### Text excerpt
Other things have. Recently we spent a few days on the Island, house/cat sitting for some friends. Spending a longer time there brought me up against the changes that have happened in my own lifetime. When I was growing up in North Northumberland in the late fifties and early sixties Holy Island was known for fishing, wild-fowling and heavy drinking – the latter because there were no police on the island and the pubs could keep what hours they liked. Visitors to the Island were taken over the sands in battered old taxis until, in the early fifties, the tarmac causeway was opened. Anyone could drive over. We did. It was a favourite expedition of the summer holidays. The Priory had not yet come under the close surveillance of English Heritage and it was easy to climb in and out of the ruins undetected. The Museum was a small dusty room full of ancient stones. Children were not welcome in pubs in those days so we didn’t linger in the village. My mother drove our Morris Minor down the road to the castle, parked on the grass beside a bench and brought out the picnic. When the sandwiches were eaten I spent hours on the shore among the black whinstone rocks, hunting for Cuddy’s beads – ringed crinoid fossils from ancient trees. There were seldom any other people. I was alone with the sea and the wind and the dark wet stones. There was always a wind blowing. It had a strangeness, the wind on Holy Island. It made you feel the emptiness, the wildness of the place. We seldom paid the entrance fee to go into the castle, but I loved to run up the broad shallow steps up the side of the cliff to the great hobnailed door of the castle. From there, the wind tugging at my hair, I could stare at the unimaginable immensity of sky and ocean, the dazzling light stretching away to the horizon.

### Requirement
Answer these questions from the Holy Island recollection above.
(a) Why could the pubs on the island keep whatever hours they liked?
(b) What car did the mother drive down the road to the castle?
(c) What does the text say Cuddy's beads are?

### Dataset content
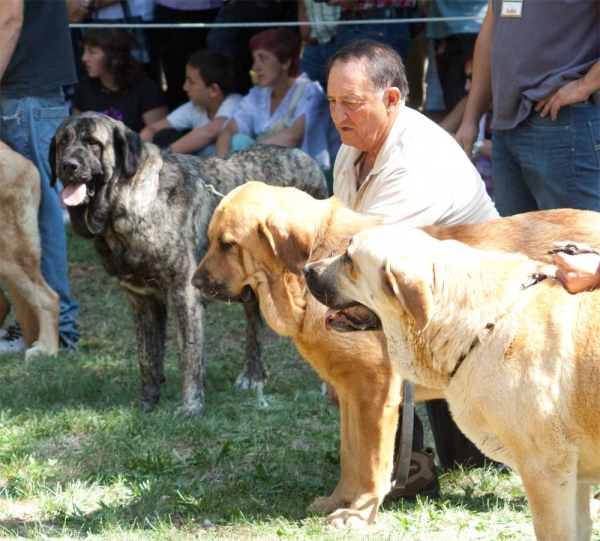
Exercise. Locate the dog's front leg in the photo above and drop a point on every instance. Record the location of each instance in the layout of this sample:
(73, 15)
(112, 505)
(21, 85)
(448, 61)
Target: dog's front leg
(188, 315)
(374, 411)
(150, 319)
(345, 491)
(254, 372)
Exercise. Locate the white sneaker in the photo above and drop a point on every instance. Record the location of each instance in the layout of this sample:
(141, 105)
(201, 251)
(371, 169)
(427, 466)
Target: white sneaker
(12, 341)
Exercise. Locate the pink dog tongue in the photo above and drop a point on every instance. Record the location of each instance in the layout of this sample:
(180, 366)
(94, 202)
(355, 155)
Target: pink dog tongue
(74, 194)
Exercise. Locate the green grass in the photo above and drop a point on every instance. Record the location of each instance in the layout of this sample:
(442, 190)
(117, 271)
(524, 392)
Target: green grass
(79, 460)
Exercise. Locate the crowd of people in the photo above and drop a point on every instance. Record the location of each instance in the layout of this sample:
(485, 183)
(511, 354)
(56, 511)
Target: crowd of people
(344, 100)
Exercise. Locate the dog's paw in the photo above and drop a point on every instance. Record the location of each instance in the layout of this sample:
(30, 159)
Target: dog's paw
(348, 518)
(248, 380)
(189, 410)
(322, 505)
(34, 351)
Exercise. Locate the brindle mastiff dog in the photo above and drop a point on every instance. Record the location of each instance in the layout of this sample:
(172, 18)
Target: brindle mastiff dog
(148, 213)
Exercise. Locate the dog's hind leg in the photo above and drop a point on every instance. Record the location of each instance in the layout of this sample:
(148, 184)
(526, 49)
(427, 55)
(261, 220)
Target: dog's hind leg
(4, 307)
(36, 308)
(150, 319)
(254, 371)
(584, 520)
(551, 487)
(188, 313)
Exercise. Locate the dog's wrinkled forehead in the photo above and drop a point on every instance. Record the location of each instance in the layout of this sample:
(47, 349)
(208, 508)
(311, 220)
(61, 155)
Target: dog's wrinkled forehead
(83, 130)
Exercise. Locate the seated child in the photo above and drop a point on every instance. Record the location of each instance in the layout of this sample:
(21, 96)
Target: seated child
(285, 108)
(197, 123)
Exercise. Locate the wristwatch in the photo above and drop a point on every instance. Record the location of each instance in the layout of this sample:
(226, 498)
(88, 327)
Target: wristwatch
(477, 148)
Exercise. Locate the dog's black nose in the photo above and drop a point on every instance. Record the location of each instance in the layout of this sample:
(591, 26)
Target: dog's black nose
(69, 166)
(198, 280)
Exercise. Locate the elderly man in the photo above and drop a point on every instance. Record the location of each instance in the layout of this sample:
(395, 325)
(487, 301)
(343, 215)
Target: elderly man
(396, 163)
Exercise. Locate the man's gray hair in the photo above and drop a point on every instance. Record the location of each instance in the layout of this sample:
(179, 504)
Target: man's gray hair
(382, 64)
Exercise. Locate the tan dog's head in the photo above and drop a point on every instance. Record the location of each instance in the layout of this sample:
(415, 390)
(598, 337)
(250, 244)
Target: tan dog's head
(359, 284)
(259, 234)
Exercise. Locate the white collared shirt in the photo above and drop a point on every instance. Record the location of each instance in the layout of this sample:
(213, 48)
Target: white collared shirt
(421, 176)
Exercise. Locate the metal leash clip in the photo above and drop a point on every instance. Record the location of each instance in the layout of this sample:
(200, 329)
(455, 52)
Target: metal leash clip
(533, 279)
(573, 249)
(211, 189)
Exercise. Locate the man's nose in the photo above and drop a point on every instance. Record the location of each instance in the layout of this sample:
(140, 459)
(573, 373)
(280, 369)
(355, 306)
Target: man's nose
(337, 113)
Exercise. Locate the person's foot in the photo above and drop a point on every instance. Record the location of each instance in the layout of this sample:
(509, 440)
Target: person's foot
(422, 478)
(12, 341)
(595, 506)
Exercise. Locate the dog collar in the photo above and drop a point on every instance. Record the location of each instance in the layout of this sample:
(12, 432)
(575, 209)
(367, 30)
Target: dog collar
(462, 358)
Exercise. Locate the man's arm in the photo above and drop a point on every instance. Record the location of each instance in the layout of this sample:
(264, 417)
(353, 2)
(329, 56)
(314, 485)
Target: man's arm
(572, 92)
(199, 138)
(480, 95)
(11, 23)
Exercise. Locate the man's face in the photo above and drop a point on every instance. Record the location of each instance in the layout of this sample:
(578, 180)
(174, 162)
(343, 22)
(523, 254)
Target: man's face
(359, 112)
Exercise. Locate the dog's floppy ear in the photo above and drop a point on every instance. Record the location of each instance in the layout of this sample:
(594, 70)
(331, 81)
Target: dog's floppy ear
(291, 244)
(128, 147)
(413, 292)
(52, 161)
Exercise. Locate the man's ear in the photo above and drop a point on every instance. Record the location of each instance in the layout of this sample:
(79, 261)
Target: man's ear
(291, 244)
(413, 292)
(393, 97)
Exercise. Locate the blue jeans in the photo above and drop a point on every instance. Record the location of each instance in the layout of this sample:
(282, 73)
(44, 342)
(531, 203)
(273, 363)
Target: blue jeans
(27, 125)
(543, 164)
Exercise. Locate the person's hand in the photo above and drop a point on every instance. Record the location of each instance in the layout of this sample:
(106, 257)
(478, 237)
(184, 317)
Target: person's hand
(466, 136)
(77, 10)
(577, 272)
(344, 4)
(332, 395)
(572, 92)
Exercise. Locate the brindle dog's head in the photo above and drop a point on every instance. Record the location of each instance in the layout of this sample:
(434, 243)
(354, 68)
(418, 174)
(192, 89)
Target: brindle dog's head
(89, 152)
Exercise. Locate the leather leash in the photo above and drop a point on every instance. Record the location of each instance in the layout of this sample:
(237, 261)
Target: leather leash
(402, 463)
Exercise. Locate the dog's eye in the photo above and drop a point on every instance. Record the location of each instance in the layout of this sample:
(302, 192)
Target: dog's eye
(226, 246)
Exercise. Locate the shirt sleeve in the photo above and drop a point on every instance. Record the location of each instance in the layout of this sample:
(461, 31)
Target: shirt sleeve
(309, 101)
(151, 95)
(244, 115)
(229, 106)
(181, 117)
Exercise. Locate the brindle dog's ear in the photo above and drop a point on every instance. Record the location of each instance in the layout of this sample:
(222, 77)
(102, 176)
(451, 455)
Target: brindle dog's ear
(52, 161)
(128, 149)
(291, 244)
(413, 293)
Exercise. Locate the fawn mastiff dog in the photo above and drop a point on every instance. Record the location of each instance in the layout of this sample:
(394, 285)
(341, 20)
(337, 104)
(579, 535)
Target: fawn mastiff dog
(261, 237)
(519, 365)
(148, 212)
(36, 305)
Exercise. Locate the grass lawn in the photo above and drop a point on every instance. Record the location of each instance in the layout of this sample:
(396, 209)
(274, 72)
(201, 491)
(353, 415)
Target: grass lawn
(79, 460)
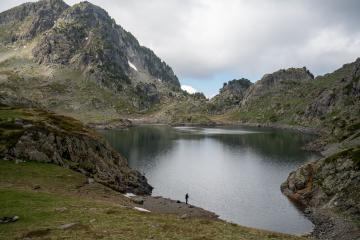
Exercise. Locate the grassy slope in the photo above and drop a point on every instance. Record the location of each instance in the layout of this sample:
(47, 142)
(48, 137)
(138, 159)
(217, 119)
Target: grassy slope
(61, 188)
(10, 131)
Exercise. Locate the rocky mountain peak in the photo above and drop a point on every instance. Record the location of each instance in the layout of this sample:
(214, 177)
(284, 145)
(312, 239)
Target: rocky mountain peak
(30, 19)
(236, 85)
(287, 75)
(286, 78)
(87, 38)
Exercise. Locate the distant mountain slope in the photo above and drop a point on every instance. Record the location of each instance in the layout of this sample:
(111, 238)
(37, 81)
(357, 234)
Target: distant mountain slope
(230, 95)
(77, 61)
(294, 97)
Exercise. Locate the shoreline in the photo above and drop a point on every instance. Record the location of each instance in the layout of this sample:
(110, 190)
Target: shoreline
(326, 224)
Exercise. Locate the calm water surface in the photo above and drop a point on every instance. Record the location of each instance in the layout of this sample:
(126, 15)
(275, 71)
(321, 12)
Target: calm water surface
(234, 172)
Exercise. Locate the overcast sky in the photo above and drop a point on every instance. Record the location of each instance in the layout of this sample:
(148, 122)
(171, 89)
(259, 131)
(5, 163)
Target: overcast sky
(207, 42)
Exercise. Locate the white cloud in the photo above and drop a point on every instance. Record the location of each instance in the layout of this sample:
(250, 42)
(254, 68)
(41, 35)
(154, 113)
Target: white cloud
(188, 89)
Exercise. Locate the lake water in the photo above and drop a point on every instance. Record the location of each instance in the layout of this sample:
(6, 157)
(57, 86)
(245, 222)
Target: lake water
(234, 172)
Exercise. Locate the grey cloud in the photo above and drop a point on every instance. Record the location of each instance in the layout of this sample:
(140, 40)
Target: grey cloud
(200, 38)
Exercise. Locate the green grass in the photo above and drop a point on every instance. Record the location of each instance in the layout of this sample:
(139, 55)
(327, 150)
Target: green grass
(113, 220)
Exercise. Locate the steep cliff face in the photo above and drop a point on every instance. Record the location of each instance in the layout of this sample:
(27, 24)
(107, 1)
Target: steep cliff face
(37, 135)
(77, 61)
(230, 95)
(29, 19)
(85, 37)
(283, 79)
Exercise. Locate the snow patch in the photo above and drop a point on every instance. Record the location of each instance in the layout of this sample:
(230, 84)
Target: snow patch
(141, 209)
(188, 89)
(132, 65)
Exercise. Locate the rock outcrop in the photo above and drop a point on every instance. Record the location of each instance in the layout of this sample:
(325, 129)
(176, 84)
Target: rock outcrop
(230, 95)
(30, 19)
(330, 190)
(37, 135)
(282, 78)
(87, 38)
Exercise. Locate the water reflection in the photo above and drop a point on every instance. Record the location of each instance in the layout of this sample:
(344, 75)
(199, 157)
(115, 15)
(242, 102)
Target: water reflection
(234, 172)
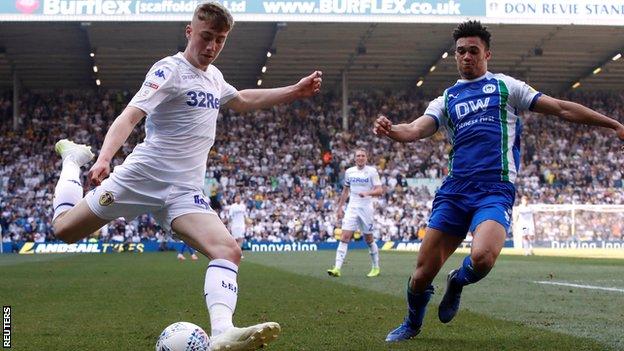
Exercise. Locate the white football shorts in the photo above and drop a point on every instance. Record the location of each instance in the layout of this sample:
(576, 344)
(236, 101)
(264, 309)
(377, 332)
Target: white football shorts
(359, 218)
(114, 199)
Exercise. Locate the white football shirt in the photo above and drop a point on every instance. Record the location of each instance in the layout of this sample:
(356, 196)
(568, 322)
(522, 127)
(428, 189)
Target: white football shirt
(359, 181)
(182, 106)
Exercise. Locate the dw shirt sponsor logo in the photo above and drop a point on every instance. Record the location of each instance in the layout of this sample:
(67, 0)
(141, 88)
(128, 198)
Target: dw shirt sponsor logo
(464, 108)
(489, 88)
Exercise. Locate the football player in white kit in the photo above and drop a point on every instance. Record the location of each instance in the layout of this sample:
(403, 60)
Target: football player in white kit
(236, 215)
(164, 174)
(526, 225)
(360, 185)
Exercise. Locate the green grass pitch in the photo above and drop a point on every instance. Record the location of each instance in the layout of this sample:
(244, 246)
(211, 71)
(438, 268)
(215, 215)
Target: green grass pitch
(123, 301)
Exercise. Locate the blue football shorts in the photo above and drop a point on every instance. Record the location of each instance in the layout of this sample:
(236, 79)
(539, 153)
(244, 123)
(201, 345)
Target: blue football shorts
(461, 205)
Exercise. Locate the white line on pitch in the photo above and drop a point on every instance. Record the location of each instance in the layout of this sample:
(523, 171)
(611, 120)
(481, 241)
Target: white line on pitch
(579, 286)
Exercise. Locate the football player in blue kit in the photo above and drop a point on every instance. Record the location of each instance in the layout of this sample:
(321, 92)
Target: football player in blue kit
(480, 115)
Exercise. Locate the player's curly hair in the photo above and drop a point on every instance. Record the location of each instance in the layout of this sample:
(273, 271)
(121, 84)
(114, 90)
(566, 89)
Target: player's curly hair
(472, 29)
(216, 14)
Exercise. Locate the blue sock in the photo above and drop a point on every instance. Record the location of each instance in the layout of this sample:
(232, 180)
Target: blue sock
(466, 274)
(417, 305)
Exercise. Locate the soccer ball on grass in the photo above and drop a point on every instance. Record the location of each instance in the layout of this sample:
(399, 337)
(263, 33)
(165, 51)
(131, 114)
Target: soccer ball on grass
(183, 336)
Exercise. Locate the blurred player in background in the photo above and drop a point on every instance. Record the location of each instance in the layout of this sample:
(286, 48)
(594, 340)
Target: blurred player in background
(164, 174)
(237, 215)
(184, 248)
(526, 224)
(361, 184)
(480, 116)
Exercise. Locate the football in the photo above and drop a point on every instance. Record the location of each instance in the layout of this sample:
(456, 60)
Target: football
(183, 336)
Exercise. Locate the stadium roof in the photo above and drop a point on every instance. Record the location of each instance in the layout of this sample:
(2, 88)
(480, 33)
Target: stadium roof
(375, 55)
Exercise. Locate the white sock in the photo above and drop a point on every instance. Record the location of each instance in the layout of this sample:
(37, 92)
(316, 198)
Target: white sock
(221, 292)
(68, 191)
(374, 252)
(341, 253)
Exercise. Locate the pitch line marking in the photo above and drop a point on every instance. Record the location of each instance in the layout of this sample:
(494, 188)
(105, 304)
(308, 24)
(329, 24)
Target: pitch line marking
(579, 286)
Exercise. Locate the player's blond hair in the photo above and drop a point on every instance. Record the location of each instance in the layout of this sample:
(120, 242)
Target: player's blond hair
(362, 150)
(213, 12)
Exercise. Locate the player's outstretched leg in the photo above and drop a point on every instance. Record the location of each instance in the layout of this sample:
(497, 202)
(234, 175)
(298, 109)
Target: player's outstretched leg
(455, 282)
(341, 253)
(221, 291)
(373, 250)
(416, 308)
(68, 191)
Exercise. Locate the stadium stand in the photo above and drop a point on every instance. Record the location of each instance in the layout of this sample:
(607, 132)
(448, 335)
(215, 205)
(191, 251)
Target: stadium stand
(288, 162)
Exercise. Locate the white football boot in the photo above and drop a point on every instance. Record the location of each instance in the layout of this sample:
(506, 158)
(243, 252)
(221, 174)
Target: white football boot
(245, 339)
(79, 153)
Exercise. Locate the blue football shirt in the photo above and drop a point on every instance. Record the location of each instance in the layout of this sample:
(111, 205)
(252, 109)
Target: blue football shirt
(480, 117)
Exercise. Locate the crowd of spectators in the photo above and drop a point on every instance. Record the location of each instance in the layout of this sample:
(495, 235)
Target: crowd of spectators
(287, 163)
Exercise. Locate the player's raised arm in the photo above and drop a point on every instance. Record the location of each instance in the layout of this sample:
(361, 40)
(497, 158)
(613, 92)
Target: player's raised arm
(576, 113)
(253, 99)
(116, 136)
(422, 127)
(343, 198)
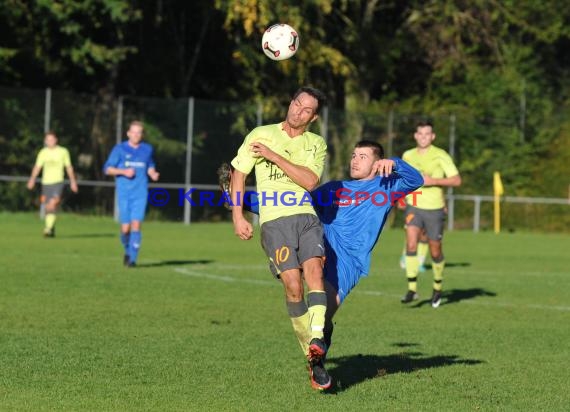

### Exercise answer
(a) There were no police on the island.
(b) A Morris Minor.
(c) Ringed crinoid fossils from ancient trees.